*Problem description:* Copy out the rows exactly, starting from the first line and continuing up to and including the line with "M 132 710 L".

— begin Data shown —

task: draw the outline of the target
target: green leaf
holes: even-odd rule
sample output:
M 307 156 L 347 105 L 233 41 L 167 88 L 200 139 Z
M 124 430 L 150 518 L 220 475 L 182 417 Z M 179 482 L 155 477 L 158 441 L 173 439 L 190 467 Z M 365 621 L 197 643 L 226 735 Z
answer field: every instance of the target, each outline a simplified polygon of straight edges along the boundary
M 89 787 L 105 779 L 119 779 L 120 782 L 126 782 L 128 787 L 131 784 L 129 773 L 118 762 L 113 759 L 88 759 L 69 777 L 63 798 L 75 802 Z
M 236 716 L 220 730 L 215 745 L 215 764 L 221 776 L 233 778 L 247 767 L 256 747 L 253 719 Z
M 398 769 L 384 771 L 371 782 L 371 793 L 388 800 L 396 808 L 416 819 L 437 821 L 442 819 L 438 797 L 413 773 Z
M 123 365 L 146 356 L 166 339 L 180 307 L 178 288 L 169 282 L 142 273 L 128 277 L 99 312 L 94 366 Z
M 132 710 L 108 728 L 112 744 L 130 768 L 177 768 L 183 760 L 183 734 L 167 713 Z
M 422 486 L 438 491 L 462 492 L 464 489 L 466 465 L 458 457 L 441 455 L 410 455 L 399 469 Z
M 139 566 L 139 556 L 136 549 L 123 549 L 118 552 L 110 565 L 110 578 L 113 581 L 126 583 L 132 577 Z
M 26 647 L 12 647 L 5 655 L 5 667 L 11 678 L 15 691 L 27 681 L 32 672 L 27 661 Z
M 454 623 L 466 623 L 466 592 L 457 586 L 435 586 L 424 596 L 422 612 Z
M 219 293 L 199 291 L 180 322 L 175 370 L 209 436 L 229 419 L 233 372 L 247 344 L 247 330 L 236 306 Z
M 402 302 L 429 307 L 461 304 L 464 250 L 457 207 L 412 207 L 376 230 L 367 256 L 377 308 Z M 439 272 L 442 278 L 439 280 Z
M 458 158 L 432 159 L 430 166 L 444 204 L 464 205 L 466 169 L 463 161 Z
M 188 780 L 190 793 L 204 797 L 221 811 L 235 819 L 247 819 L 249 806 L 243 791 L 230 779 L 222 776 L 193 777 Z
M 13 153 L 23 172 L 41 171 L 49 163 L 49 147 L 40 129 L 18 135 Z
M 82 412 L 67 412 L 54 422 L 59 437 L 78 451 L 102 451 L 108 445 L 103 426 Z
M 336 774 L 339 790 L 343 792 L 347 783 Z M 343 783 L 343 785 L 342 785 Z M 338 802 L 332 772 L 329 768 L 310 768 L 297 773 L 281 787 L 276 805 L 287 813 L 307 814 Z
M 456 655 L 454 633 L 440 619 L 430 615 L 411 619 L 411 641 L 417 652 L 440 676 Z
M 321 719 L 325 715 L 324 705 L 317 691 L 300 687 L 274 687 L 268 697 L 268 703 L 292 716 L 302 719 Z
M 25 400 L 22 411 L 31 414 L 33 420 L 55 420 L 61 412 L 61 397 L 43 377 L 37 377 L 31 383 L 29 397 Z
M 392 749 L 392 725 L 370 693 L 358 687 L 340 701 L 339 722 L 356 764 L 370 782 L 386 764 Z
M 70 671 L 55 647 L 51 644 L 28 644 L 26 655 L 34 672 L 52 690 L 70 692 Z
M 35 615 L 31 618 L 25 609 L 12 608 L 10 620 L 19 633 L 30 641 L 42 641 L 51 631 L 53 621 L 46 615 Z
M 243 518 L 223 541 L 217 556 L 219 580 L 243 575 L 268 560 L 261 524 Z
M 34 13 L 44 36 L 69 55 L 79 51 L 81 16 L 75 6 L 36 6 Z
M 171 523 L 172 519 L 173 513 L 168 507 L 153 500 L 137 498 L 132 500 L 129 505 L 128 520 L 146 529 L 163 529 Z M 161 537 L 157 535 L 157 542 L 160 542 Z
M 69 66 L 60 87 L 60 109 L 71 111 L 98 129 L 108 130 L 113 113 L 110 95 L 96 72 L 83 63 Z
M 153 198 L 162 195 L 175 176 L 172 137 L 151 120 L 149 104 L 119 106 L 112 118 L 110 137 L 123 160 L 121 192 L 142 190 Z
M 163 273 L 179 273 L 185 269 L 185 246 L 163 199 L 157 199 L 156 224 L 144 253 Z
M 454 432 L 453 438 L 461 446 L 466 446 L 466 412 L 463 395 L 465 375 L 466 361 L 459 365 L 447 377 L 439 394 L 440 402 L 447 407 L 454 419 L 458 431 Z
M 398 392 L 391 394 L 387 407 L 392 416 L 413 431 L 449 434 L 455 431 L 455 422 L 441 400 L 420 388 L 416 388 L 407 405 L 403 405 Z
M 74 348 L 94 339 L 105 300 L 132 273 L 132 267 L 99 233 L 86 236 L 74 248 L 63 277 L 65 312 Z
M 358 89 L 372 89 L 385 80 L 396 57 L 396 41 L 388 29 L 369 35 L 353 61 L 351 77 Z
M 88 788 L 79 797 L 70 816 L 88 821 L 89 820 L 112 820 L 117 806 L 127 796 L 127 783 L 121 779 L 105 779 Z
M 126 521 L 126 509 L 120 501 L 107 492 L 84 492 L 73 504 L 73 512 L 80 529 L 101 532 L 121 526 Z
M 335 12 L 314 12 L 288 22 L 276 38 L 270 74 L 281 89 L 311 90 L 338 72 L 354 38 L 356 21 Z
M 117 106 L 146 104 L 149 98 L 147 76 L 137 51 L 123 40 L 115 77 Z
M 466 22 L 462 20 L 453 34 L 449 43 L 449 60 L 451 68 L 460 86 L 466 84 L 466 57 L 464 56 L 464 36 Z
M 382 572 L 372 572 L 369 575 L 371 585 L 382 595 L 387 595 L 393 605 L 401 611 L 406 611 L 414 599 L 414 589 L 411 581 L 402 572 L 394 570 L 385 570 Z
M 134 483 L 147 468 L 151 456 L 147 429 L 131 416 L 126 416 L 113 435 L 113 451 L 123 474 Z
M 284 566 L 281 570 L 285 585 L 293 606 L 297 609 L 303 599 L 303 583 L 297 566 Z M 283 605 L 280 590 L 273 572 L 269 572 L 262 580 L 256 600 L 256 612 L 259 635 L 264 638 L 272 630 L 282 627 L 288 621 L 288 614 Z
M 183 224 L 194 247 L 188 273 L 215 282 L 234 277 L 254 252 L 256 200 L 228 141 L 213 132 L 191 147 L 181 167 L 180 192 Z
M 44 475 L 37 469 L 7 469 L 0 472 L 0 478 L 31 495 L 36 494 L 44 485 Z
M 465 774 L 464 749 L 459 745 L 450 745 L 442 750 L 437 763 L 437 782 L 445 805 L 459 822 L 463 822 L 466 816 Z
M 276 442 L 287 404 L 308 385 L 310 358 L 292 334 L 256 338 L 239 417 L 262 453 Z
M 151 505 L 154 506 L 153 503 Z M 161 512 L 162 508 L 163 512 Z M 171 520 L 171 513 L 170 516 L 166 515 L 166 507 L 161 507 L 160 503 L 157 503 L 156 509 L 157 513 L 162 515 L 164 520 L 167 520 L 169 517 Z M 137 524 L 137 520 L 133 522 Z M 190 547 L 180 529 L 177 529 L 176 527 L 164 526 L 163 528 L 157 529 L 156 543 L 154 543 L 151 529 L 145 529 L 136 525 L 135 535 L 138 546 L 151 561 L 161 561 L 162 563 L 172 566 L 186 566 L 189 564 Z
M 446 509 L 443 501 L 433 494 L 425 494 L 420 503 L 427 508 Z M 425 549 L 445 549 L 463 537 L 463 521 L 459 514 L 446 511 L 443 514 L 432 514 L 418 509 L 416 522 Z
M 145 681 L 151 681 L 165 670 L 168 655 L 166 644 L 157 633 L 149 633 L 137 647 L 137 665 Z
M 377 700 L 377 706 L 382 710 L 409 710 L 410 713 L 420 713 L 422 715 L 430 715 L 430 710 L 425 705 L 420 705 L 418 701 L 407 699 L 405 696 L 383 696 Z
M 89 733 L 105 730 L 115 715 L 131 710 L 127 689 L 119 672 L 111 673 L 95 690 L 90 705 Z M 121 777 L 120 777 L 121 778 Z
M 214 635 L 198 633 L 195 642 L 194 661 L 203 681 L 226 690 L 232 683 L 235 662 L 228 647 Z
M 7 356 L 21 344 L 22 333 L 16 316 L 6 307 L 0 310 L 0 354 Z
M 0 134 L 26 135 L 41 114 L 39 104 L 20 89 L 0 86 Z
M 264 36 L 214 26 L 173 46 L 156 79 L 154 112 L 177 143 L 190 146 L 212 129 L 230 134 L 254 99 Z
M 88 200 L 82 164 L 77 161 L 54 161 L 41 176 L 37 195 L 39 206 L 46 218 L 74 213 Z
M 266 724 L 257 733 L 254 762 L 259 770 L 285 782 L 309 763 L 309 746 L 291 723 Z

— end Data shown —

*Finished task:*
task: draw the outline of the target
target: green leaf
holes: even-odd rule
sample output:
M 307 156 L 347 105 L 233 41 L 167 88 L 200 139 Z
M 124 430 L 150 518 L 220 475 L 182 417 Z M 179 482 L 155 477 L 158 441 L 173 439 L 190 467 Z M 365 621 L 197 643 L 226 735 Z
answer field: every instance of the target, each outline a simplified polygon of straight edges along the boundary
M 89 787 L 105 779 L 119 779 L 120 782 L 126 782 L 128 787 L 131 784 L 129 773 L 118 762 L 113 759 L 88 759 L 69 777 L 63 798 L 75 802 Z
M 236 716 L 220 730 L 215 745 L 215 764 L 221 776 L 233 778 L 247 767 L 256 747 L 253 719 Z
M 398 769 L 384 771 L 371 782 L 371 793 L 388 800 L 396 808 L 416 819 L 437 821 L 442 819 L 438 797 L 413 773 Z
M 123 365 L 146 356 L 166 339 L 180 307 L 178 288 L 169 282 L 142 273 L 128 277 L 99 312 L 94 366 Z
M 132 710 L 108 728 L 112 744 L 130 768 L 177 768 L 183 760 L 183 734 L 167 713 Z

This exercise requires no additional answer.